[START OF Text provided]

In September 2006, the FASB issued SFAS No. 157, Fair Value Measurements. Statement 157 defines fair value, establishes a framework for measuring fair value, and expands disclosures about fair value measurements. Statement 157 also applies under other accounting pronouncements that require or permit fair value measurements, but does not require any new fair value measurements. For financial assets and liabilities, the provisions of Statement 157 are effective for fiscal years beginning after November 15, 2007. In February 2008, the FASB issued FASB Staff Position No. 157-2, Effective Date of FASB Statement No. 157, which amends Statement 157 by delaying the effective date of Statement 157 to fiscal years ending after November 15, 2008 for nonfinancial assets and liabilities, except for items that are recognized or disclosed at fair value in the financial statements on a recurring basis. We adopted Statement 157 on December 31, 2007 for financial assets and financial liabilities. It did not have any impact on our results of operations or financial position. We will adopt Statement 157 for nonfinancial assets and liabilities during our fiscal year ending January 3, 2010.

 

In February 2007, the FASB issued SFAS No. 159, Fair Value Option for Financial Assets and Financial Liabilities. Statement 159 permits entities to choose to measure many financial instruments, and certain other items, at fair value. Statement 159 also establishes presentation and disclosure requirements designed to facilitate comparisons between entities that choose different measurement attributes for similar types of assets and liabilities. The provisions of Statement 159 are effective for fiscal years beginning after November 15, 2007. We adopted Statement 159 on December 31, 2007. We did not elect the fair value option for any of our eligible financial assets or liabilities.

[END OF Text provided]

• Set of tasks:
- a) According to the passage on fair value accounting standards, on what date did the company adopt Statement 159?
- b) Resume the passage on fair value accounting standards from the point at which it stops.
The data that come after this passage are not needed for the tasks.

[START OF Given data]

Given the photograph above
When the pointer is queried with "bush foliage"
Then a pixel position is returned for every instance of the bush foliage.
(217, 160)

[END OF Given data]

• Answers to the problems:
- a) December 31, 2007.

- b)
In December 2007, the SEC issued Staff Accounting Bulletin No. 110 (“SAB 110”). SAB 110 amends and replaces Question 6 of Section D.2 of Topic 14, “Share-Based Payment,” of the Staff Accounting Bulletin series. Question 6 of Section D.2 of Topic 14 expresses the views of the staff regarding the use of the “simplified” method in developing an estimate of the expected term of “plain vanilla” share options and allows usage of the “simplified” method for share option grants prior to December 31, 2007. SAB 110 allows public companies which do not have historically sufficient experience to provide a reasonable estimate to continue to use the “simplified” method for estimating the expected term of “plain vanilla” share option grants after December 31, 2007. We adopted SAB 110 on December 31, 2007. We are continuing to use the “simplified” method until we have enough historical experience to provide a reasonable estimate of expected term in accordance with SAB 110.

 

In December 2007, the FASB issued SFAS No. 141 (Revised 2007), Business Combinations. Statement 141-R will significantly change the accounting for future business combinations after adoption. Statement 141-R establishes principles and requirements for how the acquirer of a business recognizes and measures in its financial statements the identifiable assets acquired, the liabilities assumed, and any non-controlling interest in the acquired business. Statement 141-R also provides guidance for recognizing and measuring the goodwill acquired in the business combination and determines what information to disclose to enable users of the financial statements to evaluate the nature and financial effects of the business combination. Statement 141-R is effective for fiscal years, and interim periods within those fiscal years, beginning on or after December 15, 2008. Earlier adoption is prohibited. We will adopt Statement 141-R beginning in our fiscal year ending

 

25



 

January 3, 2010, as required. We are still evaluating the impact Statement 141-R may have on our financial position or results of operations, when it becomes effective.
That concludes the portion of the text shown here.